• SELECTED TEXT:
New catalyst design reduce nitrogen oxides in diesel exhaust

New catalyst design to reduce nitrogen oxides in diesel exhaust

5:34 AM, 9th January 2018
Rajamani Gounder, Purdue’s Larry and Virginia Faith assistant professor of chemical engineering, co-led research that could bring improved catalyst designs.
Rajamani Gounder, Purdue's Larry and Virginia Faith assistant professor of chemical engineering, co-led research that could bring improved catalyst designs

Researchers have discovered a new reaction mechanism that could be used to improve catalyst designs for pollution-control systems to further reduce emissions of smog-causing nitrogen oxides in diesel exhaust.

The research focuses on a type of catalyst called zeolites, workhorses in petroleum and chemical refineries and in emission-control systems for diesel engines.

New catalyst designs are needed to reduce the emission of nitrogen oxides, or NOx, because current technologies only work well at relatively high temperatures.

“The key challenge in reducing emissions is that they can occur over a very broad range of operating conditions, and especially exhaust temperatures,” said Rajamani Gounder, the Larry and Virginia Faith assistant professor of chemical engineering in Purdue University’s Davidson School of Chemical Engineering.

Also, future vehicles will naturally operate at lower temperatures all the time because they will be more efficient.

“So we’re going to need catalysts that perform better, not only during transient conditions, but also during sustained lower exhaust temperatures,” Gounder said.

He co-led a team of researchers who have uncovered an essential property of the catalyst for it to be able to convert nitrogen oxides. Findings are published online in the journal Science and appear in the print issue of the magazine.

“The results here point to a previously unrecognized catalytic mechanism and also point to new directions for discovering better catalysts,” said William Schneider, the H Clifford and Evelyn A Brosey Professor of Engineering at the University of Notre Dame. “This is a reaction of major environmental importance used to clean up exhaust.”

The work was performed by researchers at Purdue, Notre Dame and Cummins Inc, a manufacturer of diesel engines.

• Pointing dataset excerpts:

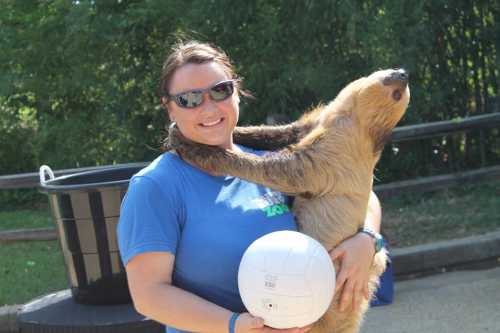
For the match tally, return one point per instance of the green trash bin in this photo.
(86, 208)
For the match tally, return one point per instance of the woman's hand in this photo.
(356, 256)
(246, 323)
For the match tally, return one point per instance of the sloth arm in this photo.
(291, 171)
(267, 137)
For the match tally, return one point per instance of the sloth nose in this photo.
(397, 77)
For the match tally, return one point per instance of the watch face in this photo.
(379, 243)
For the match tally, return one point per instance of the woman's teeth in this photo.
(212, 123)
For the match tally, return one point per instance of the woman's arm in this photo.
(150, 277)
(154, 296)
(356, 255)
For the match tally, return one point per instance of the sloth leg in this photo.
(290, 171)
(270, 137)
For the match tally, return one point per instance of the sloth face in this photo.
(380, 102)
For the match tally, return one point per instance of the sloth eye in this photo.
(396, 94)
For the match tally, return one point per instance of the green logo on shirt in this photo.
(277, 209)
(272, 204)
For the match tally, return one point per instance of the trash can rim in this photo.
(49, 186)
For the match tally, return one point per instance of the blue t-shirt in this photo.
(206, 221)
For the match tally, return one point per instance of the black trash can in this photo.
(86, 207)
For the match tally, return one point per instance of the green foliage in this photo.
(30, 269)
(78, 79)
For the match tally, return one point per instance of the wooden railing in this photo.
(402, 133)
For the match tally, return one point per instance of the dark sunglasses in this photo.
(193, 98)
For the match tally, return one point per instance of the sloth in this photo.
(325, 160)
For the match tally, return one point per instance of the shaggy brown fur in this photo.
(327, 162)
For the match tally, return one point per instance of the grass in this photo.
(30, 269)
(454, 213)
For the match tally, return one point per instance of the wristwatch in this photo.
(379, 240)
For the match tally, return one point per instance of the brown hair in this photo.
(194, 52)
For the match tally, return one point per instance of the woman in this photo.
(182, 232)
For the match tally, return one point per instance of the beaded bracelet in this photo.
(232, 321)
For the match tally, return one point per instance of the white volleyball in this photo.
(287, 278)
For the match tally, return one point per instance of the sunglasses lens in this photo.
(222, 91)
(189, 99)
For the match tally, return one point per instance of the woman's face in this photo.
(211, 122)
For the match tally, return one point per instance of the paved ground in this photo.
(465, 301)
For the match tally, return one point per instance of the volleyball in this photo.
(287, 278)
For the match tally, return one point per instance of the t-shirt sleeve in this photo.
(149, 219)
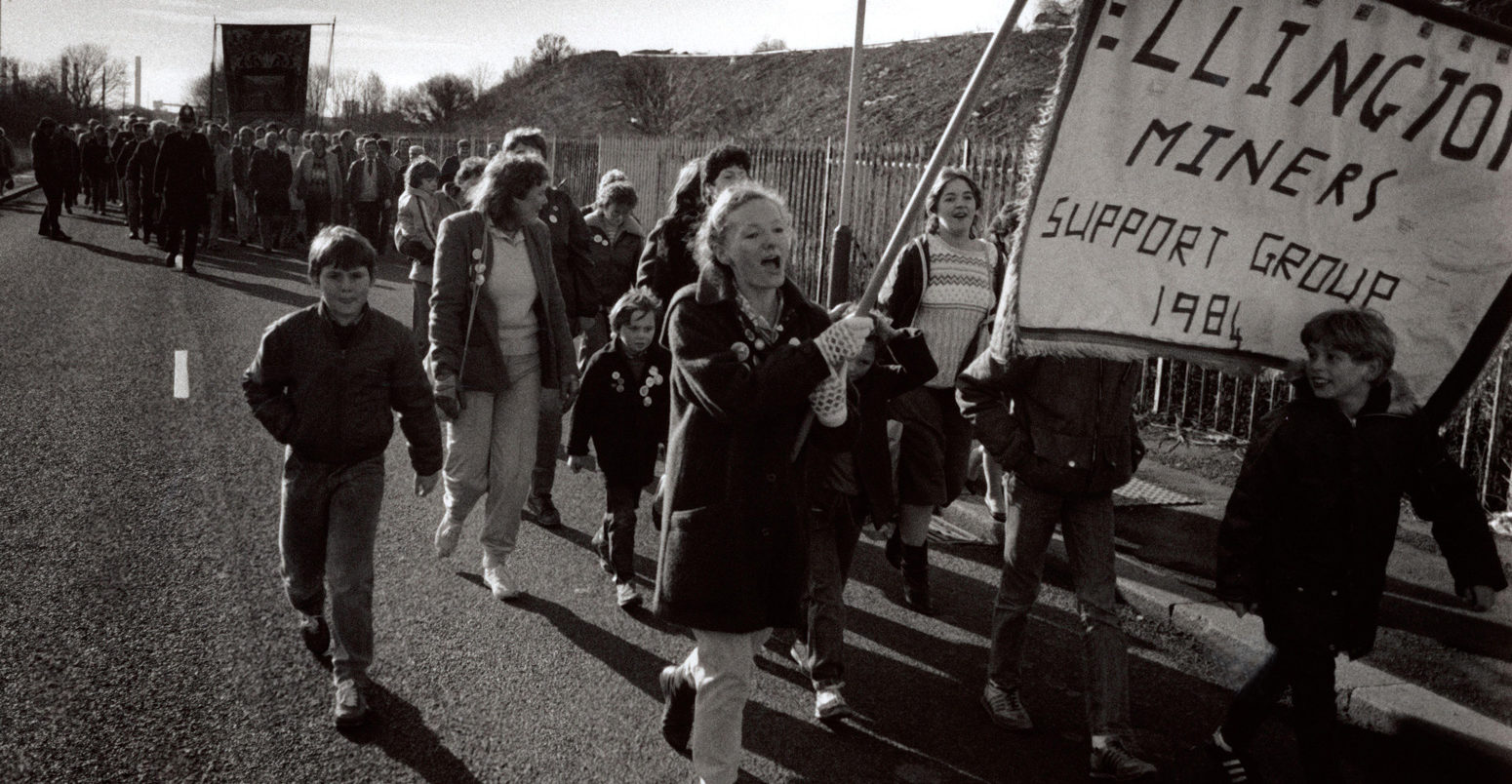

• EXERCISE A: In the article on diesel exhaust catalysts, which three organizations performed the work?
• EXERCISE B: Copy the stretch of the article on diesel exhaust catalysts from "New catalyst designs" through "of Chemical Engineering.".
• EXERCISE C: Proceed with the article on diesel exhaust catalysts from the point where it stops.
The data has no part in the tasks.

• EXERCISE OUTPUT A: Purdue, Notre Dame and Cummins Inc.

• EXERCISE OUTPUT B:
New catalyst designs are needed to reduce the emission of nitrogen oxides, or NOx, because current technologies only work well at relatively high temperatures.

“The key challenge in reducing emissions is that they can occur over a very broad range of operating conditions, and especially exhaust temperatures,” said Rajamani Gounder, the Larry and Virginia Faith assistant professor of chemical engineering in Purdue University’s Davidson School of Chemical Engineering.

• EXERCISE OUTPUT C:
“Cummins has been supporting Purdue chemical engineering research related to the abatement of engine emissions for the past 14 years,” said Aleksey Yezerets, director of catalyst technology at Cummins. “This publication shows one example of the many insights into these complex processes that we have worked on together through the years."

Zeolites have a crystalline structure containing tiny pores about 1 nanometer in diameter that are filled with copper-atom “active sites” where the chemistry takes place. In the new findings, the researchers discovered that ammonia introduced into the exhaust “solvates” these copper ions so that they can migrate within the pores, find one another, and perform a catalytic step not otherwise possible.

These copper-ammonia complexes speed up a critical bond-breaking reaction of oxygen molecules, which currently requires an exhaust temperature of about 200 degrees Celsius to occur effectively. Researchers are trying to reduce this temperature to about 150 degrees Celsius.

This rate-limiting step might be accelerated by fine-tuning the spatial distribution of the copper ions, leading to lower nitrogen oxide emissions at cooler temperatures than now possible.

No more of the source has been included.